# Exercise brief
Skip the pictures. Copy all the rest of the records down exactly.

::::

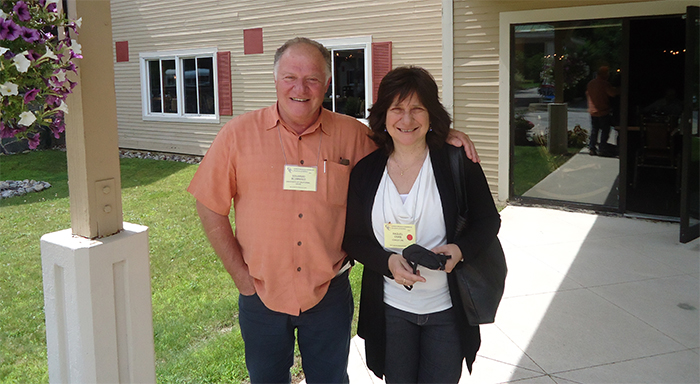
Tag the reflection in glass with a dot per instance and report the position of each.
(169, 86)
(346, 94)
(551, 126)
(188, 67)
(205, 84)
(154, 85)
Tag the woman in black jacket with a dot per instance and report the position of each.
(415, 331)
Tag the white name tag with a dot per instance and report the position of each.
(298, 178)
(399, 235)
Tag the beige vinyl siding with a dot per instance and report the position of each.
(476, 72)
(413, 26)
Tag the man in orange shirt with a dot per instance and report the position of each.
(599, 91)
(286, 168)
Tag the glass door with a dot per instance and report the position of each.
(551, 125)
(690, 176)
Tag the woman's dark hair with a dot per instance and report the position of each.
(403, 82)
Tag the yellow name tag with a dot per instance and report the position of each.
(300, 178)
(399, 235)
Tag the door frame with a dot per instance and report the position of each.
(688, 232)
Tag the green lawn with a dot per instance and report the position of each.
(197, 339)
(531, 164)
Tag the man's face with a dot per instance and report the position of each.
(301, 82)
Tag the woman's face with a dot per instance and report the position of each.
(407, 122)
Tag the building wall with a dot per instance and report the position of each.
(477, 66)
(413, 27)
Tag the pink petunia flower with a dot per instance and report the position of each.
(30, 95)
(22, 11)
(30, 35)
(9, 30)
(34, 140)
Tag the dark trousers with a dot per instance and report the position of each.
(323, 331)
(599, 124)
(422, 348)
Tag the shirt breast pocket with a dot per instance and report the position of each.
(337, 179)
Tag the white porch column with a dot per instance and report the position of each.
(97, 296)
(97, 292)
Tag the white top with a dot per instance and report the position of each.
(422, 207)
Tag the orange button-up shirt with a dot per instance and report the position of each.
(599, 92)
(290, 240)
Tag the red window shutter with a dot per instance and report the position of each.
(381, 64)
(122, 48)
(223, 66)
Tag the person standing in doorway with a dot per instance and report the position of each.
(598, 92)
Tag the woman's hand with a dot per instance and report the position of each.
(454, 252)
(402, 271)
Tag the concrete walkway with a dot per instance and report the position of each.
(589, 299)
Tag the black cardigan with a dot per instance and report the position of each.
(361, 244)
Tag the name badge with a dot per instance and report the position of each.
(399, 235)
(300, 178)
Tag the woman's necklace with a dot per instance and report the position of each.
(403, 170)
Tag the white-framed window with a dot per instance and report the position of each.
(180, 85)
(350, 91)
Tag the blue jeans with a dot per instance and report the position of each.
(599, 124)
(323, 331)
(422, 348)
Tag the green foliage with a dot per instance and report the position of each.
(195, 303)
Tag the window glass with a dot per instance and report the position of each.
(179, 84)
(169, 86)
(189, 68)
(346, 94)
(154, 86)
(205, 82)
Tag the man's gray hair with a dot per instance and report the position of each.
(303, 40)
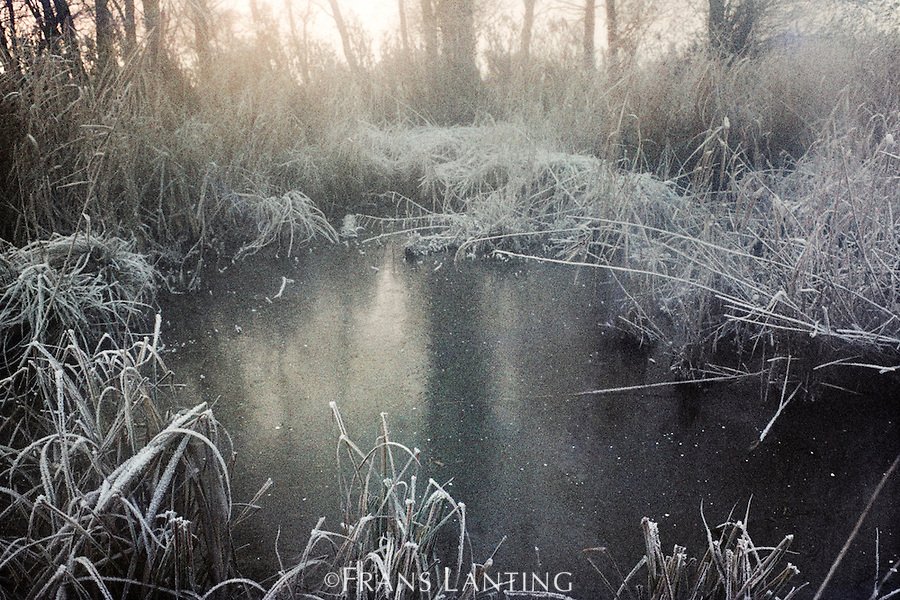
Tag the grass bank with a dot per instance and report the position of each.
(750, 202)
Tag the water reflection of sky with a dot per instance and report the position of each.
(476, 364)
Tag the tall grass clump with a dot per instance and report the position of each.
(732, 568)
(101, 495)
(397, 532)
(83, 285)
(151, 157)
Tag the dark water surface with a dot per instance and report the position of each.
(476, 364)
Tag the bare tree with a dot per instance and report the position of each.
(404, 27)
(200, 15)
(103, 27)
(733, 24)
(456, 19)
(346, 42)
(129, 26)
(612, 36)
(8, 41)
(527, 29)
(590, 25)
(429, 31)
(153, 26)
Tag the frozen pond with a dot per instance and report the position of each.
(478, 364)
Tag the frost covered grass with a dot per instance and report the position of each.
(398, 530)
(103, 496)
(732, 568)
(800, 262)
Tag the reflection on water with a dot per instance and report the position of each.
(478, 364)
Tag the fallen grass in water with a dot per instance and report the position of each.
(396, 531)
(732, 568)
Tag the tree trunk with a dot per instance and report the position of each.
(527, 28)
(404, 27)
(715, 24)
(613, 43)
(345, 35)
(429, 32)
(129, 26)
(590, 25)
(153, 26)
(456, 19)
(10, 46)
(200, 17)
(103, 33)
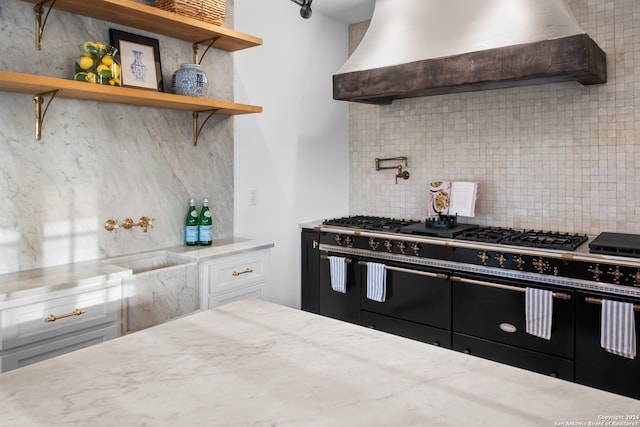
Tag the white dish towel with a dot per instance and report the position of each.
(376, 281)
(539, 312)
(618, 329)
(338, 270)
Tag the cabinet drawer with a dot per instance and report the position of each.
(28, 323)
(403, 328)
(521, 358)
(415, 294)
(37, 353)
(236, 272)
(226, 298)
(596, 367)
(486, 311)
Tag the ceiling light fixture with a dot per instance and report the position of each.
(305, 9)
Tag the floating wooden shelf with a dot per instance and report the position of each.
(34, 85)
(149, 18)
(63, 88)
(143, 17)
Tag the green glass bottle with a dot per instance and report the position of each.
(205, 225)
(191, 225)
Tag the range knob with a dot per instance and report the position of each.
(416, 249)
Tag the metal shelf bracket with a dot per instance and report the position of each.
(40, 114)
(39, 10)
(196, 129)
(196, 46)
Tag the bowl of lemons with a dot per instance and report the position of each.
(97, 64)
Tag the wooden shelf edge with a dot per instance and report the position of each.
(158, 21)
(71, 89)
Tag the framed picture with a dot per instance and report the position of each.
(139, 60)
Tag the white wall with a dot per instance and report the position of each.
(295, 155)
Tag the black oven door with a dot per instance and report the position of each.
(342, 306)
(494, 309)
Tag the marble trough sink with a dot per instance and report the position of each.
(163, 285)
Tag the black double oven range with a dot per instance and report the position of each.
(504, 251)
(463, 287)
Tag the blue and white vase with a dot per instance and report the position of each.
(190, 80)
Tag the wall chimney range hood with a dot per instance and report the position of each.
(419, 48)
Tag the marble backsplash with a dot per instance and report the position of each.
(98, 161)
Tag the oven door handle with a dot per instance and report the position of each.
(591, 300)
(559, 295)
(347, 260)
(418, 272)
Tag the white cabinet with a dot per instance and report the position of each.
(43, 326)
(234, 277)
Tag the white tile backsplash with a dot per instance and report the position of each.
(558, 157)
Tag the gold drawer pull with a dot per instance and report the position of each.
(246, 270)
(52, 318)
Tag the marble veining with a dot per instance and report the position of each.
(26, 283)
(253, 363)
(155, 297)
(98, 161)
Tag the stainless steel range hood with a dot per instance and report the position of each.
(427, 47)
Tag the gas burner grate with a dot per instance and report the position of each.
(367, 222)
(487, 234)
(527, 238)
(547, 240)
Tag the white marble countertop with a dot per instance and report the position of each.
(42, 280)
(253, 363)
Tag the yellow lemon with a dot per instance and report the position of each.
(101, 49)
(92, 77)
(107, 60)
(85, 62)
(89, 47)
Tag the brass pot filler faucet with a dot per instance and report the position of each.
(401, 174)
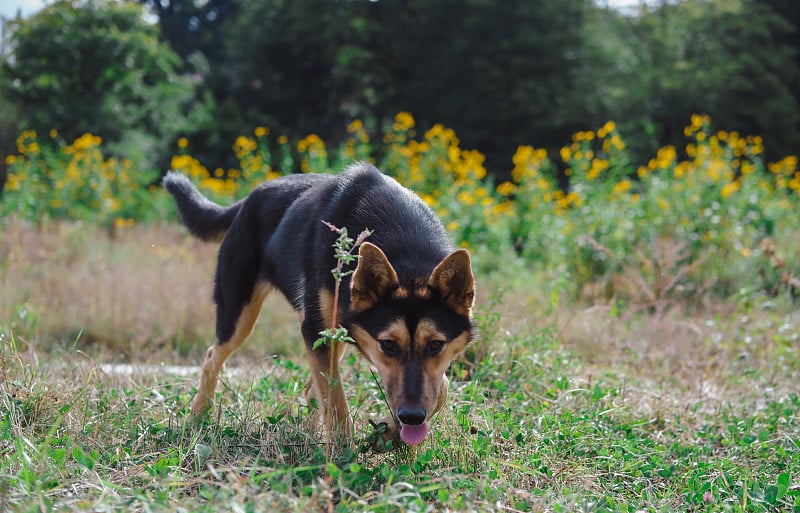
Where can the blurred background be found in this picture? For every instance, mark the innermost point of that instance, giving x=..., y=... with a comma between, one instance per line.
x=501, y=74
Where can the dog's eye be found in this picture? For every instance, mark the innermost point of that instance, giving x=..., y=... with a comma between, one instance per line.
x=389, y=347
x=435, y=347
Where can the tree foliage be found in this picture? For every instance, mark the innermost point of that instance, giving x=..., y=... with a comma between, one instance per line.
x=502, y=74
x=97, y=66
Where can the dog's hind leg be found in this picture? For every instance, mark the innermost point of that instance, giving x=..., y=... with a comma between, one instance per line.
x=222, y=349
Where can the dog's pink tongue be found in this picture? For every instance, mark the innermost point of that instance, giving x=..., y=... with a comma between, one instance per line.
x=412, y=435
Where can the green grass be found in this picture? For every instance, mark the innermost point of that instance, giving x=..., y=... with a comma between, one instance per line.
x=599, y=409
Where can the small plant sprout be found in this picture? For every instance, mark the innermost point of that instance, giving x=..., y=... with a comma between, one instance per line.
x=344, y=252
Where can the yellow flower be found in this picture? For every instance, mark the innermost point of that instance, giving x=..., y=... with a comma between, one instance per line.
x=729, y=189
x=403, y=122
x=623, y=186
x=606, y=129
x=506, y=189
x=355, y=126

::::

# The response
Tag the reflection in glass with a dot per instance and report the position of each.
(169, 86)
(346, 94)
(551, 126)
(188, 67)
(205, 84)
(154, 85)
Tag the woman in black jacket with a dot per instance and report the position of each.
(415, 331)
Tag the white name tag with a dot per instance and report the position of each.
(298, 178)
(399, 235)
Tag the beige vinyl siding with a dot per instance and report the position of each.
(476, 72)
(413, 26)
Tag the man in orange shirt with a dot per instance and report the position of each.
(599, 91)
(286, 168)
Tag the glass door with a dot per instance and report the position of each.
(551, 125)
(690, 176)
Tag the woman's dark hair with a dot per instance and report the position of each.
(403, 82)
Tag the yellow name tag with a dot per instance and report the position of each.
(300, 178)
(399, 235)
Tag the door frame with a dot per instance and report the position of each.
(688, 232)
Tag the green lawn with a dot per instance and report the position of each.
(197, 339)
(531, 164)
Tag the man's face with a dot per instance and report the position of each.
(301, 82)
Tag the woman's face with a dot per instance and report the position of each.
(407, 122)
Tag the building wall with a dot per instance and report the position of each.
(477, 66)
(413, 27)
Tag the pink petunia flower with a dot per instance and report the position of each.
(30, 95)
(22, 11)
(30, 35)
(9, 30)
(34, 140)
Tag the dark trousers with a dot per instance and report the position of each.
(323, 331)
(599, 124)
(422, 348)
Tag the shirt breast pocket with a dot per instance and report the position of each.
(337, 179)
Tag the white porch column with a dot per instance and report the position of each.
(97, 296)
(97, 292)
Tag the white top with a dot per instance and report the position of each.
(422, 207)
Tag the orange button-up shirt with a dot per instance and report the position of each.
(599, 92)
(290, 240)
Tag the red window shutter with a dot per instance and report the position of each.
(381, 64)
(122, 48)
(223, 66)
Tag the person standing in doorway with a dot per instance and report the position of each.
(598, 92)
Tag the woman's hand with a dot per instance and report the position of each.
(454, 252)
(402, 271)
Tag the concrete walkway with a dot per instance and report the position of each.
(589, 299)
Tag the black cardigan with a dot per instance and report the position of each.
(361, 244)
Tag the name badge with a dot per instance and report the position of each.
(399, 235)
(300, 178)
Tag the woman's necklace with a dot per instance and report the position of each.
(403, 170)
Tag the white-framed window with a dot per instance and report the position of each.
(180, 85)
(350, 91)
Tag the blue jeans with a dot per instance and report the position of each.
(599, 124)
(323, 331)
(422, 348)
Tag the green foliage with a dot per instance and report the position of each.
(195, 303)
Tag the window glass with a dot per instance and report the position of each.
(179, 84)
(169, 86)
(189, 68)
(346, 94)
(154, 86)
(205, 82)
Tag the man's gray hair with a dot per instance and report the position of each.
(303, 40)
Tag the grass bank with a dot per instance and report the position of each.
(750, 202)
Tag the water reflection of sky with a dot per instance and report the position of each.
(476, 364)
Tag the tall grass clump with a dot per instance and report the position of each.
(732, 568)
(101, 495)
(397, 532)
(83, 285)
(151, 157)
Tag the dark water surface with a dot per instance and report the position of each.
(476, 364)
Tag the bare tree with a dot per instance and report the position of each.
(404, 27)
(200, 15)
(103, 27)
(733, 24)
(456, 19)
(346, 42)
(129, 26)
(612, 36)
(8, 41)
(527, 29)
(590, 25)
(429, 31)
(153, 26)
Tag the frozen pond with a dot per instance and report the position of each.
(478, 364)
Tag the frost covered grass with a dot per instance and report the position of each.
(398, 530)
(103, 496)
(732, 568)
(800, 262)
Tag the reflection on water with a dot per instance and report the position of each.
(478, 364)
Tag the fallen grass in water with a dot per instance and report the position of each.
(396, 531)
(732, 568)
Tag the tree trunk with a dot per instance and report the position of each.
(527, 28)
(404, 27)
(715, 24)
(613, 43)
(345, 35)
(429, 32)
(129, 26)
(590, 25)
(153, 26)
(456, 19)
(10, 46)
(200, 17)
(103, 33)
Tag the white dish towel with a dot per instance and report the position of each.
(376, 281)
(539, 312)
(618, 329)
(338, 270)
Tag the cabinet drawer with a dot per instance and report the position of each.
(28, 323)
(403, 328)
(521, 358)
(415, 294)
(37, 353)
(236, 272)
(226, 298)
(596, 367)
(486, 311)
Tag the ceiling light fixture with a dot per instance and report the position of each.
(305, 9)
Tag the floating wooden shelf with a dot per instance and report the position of each.
(34, 85)
(149, 18)
(63, 88)
(143, 17)
Tag the green glass bottle with a dot per instance and report the position of each.
(205, 225)
(191, 225)
Tag the range knob with a dot per instance and report the position of each.
(416, 249)
Tag the metal shelf bracket with a dot per instance and report the position of each.
(40, 114)
(39, 10)
(196, 129)
(196, 46)
Tag the bowl of lemons with a dot per instance and report the position of each.
(97, 64)
Tag the wooden shelf edge with a dot per instance and report the position of each.
(158, 21)
(71, 89)
Tag the framed picture with a dot per instance and report the position of each.
(139, 60)
Tag the white wall with a dot per instance and report the position of each.
(295, 155)
Tag the black oven door with a dot per instance and report the position of each.
(342, 306)
(494, 309)
Tag the marble trough sink with a dot per instance and report the position of each.
(163, 285)
Tag the black double oven range with a dot per instance and report the position of each.
(504, 251)
(463, 287)
Tag the blue and white vase with a dot per instance and report the position of each.
(190, 80)
Tag the wall chimney range hood with a dot per instance and report the position of each.
(419, 48)
Tag the marble backsplash with a dot per instance and report the position of each.
(98, 161)
Tag the oven door handle with a dot per instance and report the position of each.
(591, 300)
(559, 295)
(347, 260)
(418, 272)
Tag the white cabinet with a dot per instance and report the position of each.
(43, 326)
(234, 277)
Tag the white tile backsplash with a dot per instance and report the position of each.
(558, 157)
Tag the gold drawer pull with a dot per instance and report the position of each.
(246, 270)
(52, 318)
Tag the marble veining with a dot per instance and report the position of each.
(26, 283)
(253, 363)
(155, 297)
(98, 161)
Tag the stainless steel range hood with a dot per instance and report the position of each.
(427, 47)
Tag the gas burner grate with a dot per instance and report the position of each.
(367, 222)
(487, 234)
(527, 238)
(547, 240)
Tag the white marble countertop with a dot per instance and report the position of each.
(42, 280)
(253, 363)
Tag the yellow lemon with a dot per instance and report the position of each.
(101, 49)
(92, 77)
(107, 60)
(85, 62)
(89, 47)
Tag the brass pot filler faucet with a dot per instance and report the position of each.
(401, 174)
Where can the blurred background be found in this picture? For every instance, mark the innermost point of that instance, giving x=..., y=... with a comma between, one instance per line.
x=501, y=74
Where can the dog's eye be found in this picture? For every instance, mark the innermost point of that instance, giving x=..., y=... with a comma between, one instance per line.
x=389, y=347
x=435, y=347
Where can the tree foliage be found in this picture? For every instance, mark the innermost point of that instance, giving x=..., y=... with a comma between, one instance per line.
x=502, y=74
x=97, y=66
Where can the dog's hind leg be found in this picture? For every instance, mark the innermost point of that instance, giving x=..., y=... with a comma between, one instance per line.
x=222, y=349
Where can the dog's pink tongue be found in this picture? For every instance, mark the innermost point of that instance, giving x=..., y=... with a comma between, one instance per line.
x=412, y=435
Where can the green grass be found in this picture? For every instance, mark the innermost point of that instance, giving x=..., y=... with a comma between, one instance per line.
x=599, y=409
Where can the small plant sprout be found in this picture? For every instance, mark the innermost point of that instance, giving x=..., y=... with a comma between, one instance per line.
x=344, y=252
Where can the yellow flower be found in this picture? For every instance, mark the innermost point of that instance, giving x=..., y=... with a comma between, one instance per line.
x=729, y=189
x=403, y=122
x=623, y=186
x=606, y=129
x=506, y=189
x=355, y=126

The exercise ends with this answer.